● **Records shown**

Start of Block

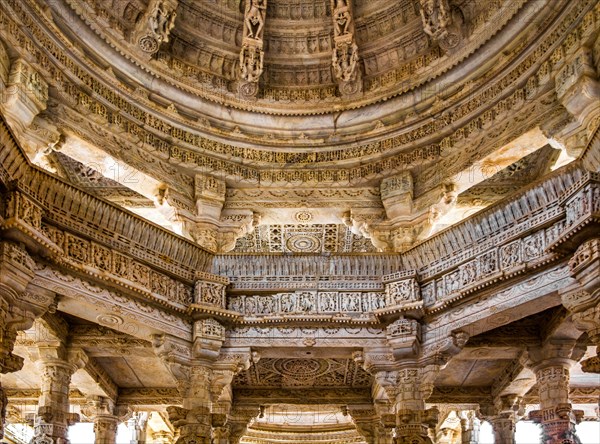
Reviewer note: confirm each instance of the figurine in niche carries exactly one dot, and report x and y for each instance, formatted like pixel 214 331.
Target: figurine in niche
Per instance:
pixel 306 303
pixel 255 17
pixel 251 62
pixel 436 17
pixel 342 22
pixel 162 21
pixel 344 60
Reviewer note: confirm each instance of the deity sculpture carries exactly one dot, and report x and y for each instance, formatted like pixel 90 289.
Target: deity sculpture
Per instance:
pixel 255 18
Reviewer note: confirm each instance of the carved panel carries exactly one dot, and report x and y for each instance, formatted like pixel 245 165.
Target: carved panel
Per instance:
pixel 287 373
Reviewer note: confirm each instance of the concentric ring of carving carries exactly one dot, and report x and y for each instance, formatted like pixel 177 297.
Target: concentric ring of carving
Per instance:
pixel 301 368
pixel 202 53
pixel 297 372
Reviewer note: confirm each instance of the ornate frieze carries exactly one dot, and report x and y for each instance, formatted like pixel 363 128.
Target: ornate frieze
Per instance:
pixel 155 26
pixel 305 336
pixel 134 318
pixel 252 54
pixel 192 65
pixel 581 203
pixel 108 264
pixel 455 113
pixel 307 303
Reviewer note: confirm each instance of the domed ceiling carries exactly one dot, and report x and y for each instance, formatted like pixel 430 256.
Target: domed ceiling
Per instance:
pixel 331 125
pixel 399 46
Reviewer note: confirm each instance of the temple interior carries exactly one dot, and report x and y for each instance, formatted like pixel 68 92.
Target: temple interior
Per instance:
pixel 299 221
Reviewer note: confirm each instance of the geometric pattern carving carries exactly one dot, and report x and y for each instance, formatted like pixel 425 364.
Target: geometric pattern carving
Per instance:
pixel 314 373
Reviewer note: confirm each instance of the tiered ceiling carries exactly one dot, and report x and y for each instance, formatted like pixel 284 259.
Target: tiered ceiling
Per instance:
pixel 374 124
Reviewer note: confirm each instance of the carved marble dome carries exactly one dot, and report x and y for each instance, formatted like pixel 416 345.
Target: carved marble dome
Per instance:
pixel 218 215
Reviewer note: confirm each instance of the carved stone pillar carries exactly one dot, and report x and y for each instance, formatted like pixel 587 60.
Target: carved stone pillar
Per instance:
pixel 53 417
pixel 584 303
pixel 552 368
pixel 193 420
pixel 18 309
pixel 100 411
pixel 505 418
pixel 413 421
pixel 137 426
pixel 163 437
pixel 470 426
pixel 368 423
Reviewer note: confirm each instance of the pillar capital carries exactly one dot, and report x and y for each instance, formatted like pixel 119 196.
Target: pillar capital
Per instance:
pixel 100 410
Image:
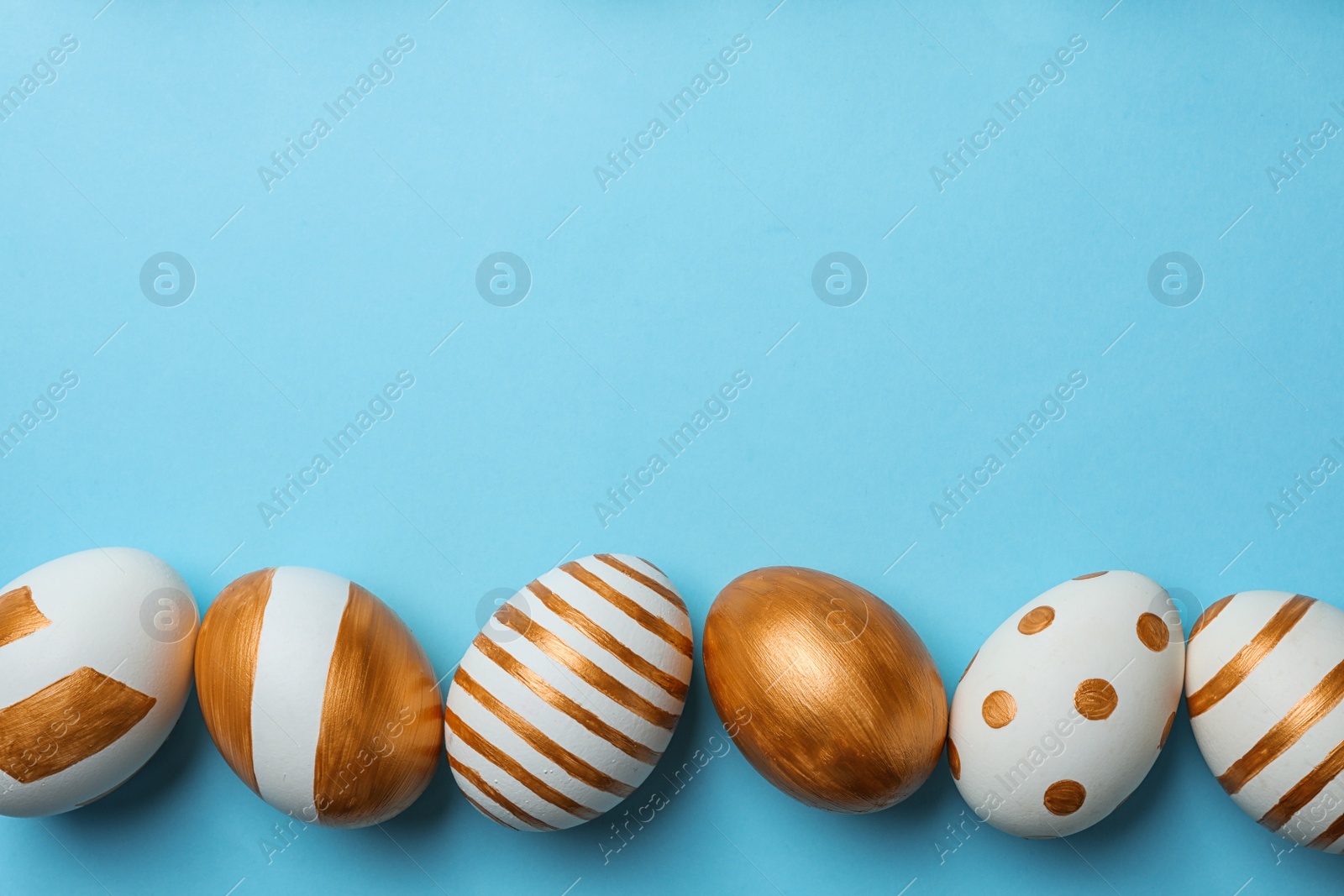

End of Block

● **What you are asked to do**
Without copying any picture, write out the entries exactly.

● **Answer box**
Reviewer note: confirm each instance of the figurine in niche carries exactly one dot, and report x and y for each instance, formatted like pixel 214 331.
Target: figurine in niche
Per instance:
pixel 306 303
pixel 255 17
pixel 251 62
pixel 436 17
pixel 342 22
pixel 162 21
pixel 344 60
Reviewer note: confirm each instance of the deity sculpture carries exactly one dot, and report x and y for each instance, formatted like pixel 90 289.
Target: deity sculpture
Per instance:
pixel 255 18
Reviewer note: confirm each instance of the carved panel carries exactly one dot, and report x and y for each instance, formatted like pixel 245 165.
Target: carved panel
Per instance:
pixel 287 373
Reviewer note: confirm each instance of the concentric ring of carving carries exactly one dot, and report x and y for each instance, formatted like pixel 177 297.
Target: concentric ring of carving
Per instance:
pixel 301 368
pixel 202 53
pixel 297 372
Reviewer note: confirm each instance of the ornate frieze carries exactly one dot, and report x and y for each instance, formatted like pixel 363 128.
Target: ornate frieze
Per instance:
pixel 155 26
pixel 305 336
pixel 134 318
pixel 252 54
pixel 192 65
pixel 581 203
pixel 108 264
pixel 455 113
pixel 307 303
Reviewer note: confirm each instance of the domed ceiling carries exactly one dot, and report x and y for each instance, formatted like pixel 430 256.
Target: domed ceiling
Per instance:
pixel 331 125
pixel 399 46
Reviewer note: confirm each instance of the temple interior carries exactly one dot, and report x and y for each instance, formatted like pixel 68 92.
Target: temple interior
Per instance:
pixel 299 221
Reviewer note: confirm each instance of the geometric pattern carving carries exactly one dot, and report x and y for each instance, formatted like pixel 425 364.
Target: geometric pattern carving
Per instance:
pixel 314 373
Reviewer note: confirm each instance of the tiered ceiling carries exactly one dot, and report x and y for each instance, formatted like pixel 284 259.
Target: tiered ceiling
Per instance:
pixel 374 124
Reviewer note: confirm each instance of the carved marble dome carries exactly one dot, and report x and y for each instance, formatted like pixel 416 345.
Target: carved marble dome
Per instance:
pixel 218 215
Reviewer note: confirm each instance of the carved stone pillar carries exactly one dot, and report x and y for each instance, formatted like pixel 587 60.
Target: carved stone pillar
Per instance:
pixel 53 417
pixel 584 303
pixel 552 368
pixel 193 420
pixel 18 309
pixel 100 411
pixel 505 418
pixel 413 421
pixel 137 426
pixel 163 437
pixel 470 426
pixel 368 423
Reviewer note: confirm each instance of the pillar capital carries exactly one dot, and report x and y for each instance, formatted like pixel 119 196.
Target: pillar capital
Per instance:
pixel 100 410
Image:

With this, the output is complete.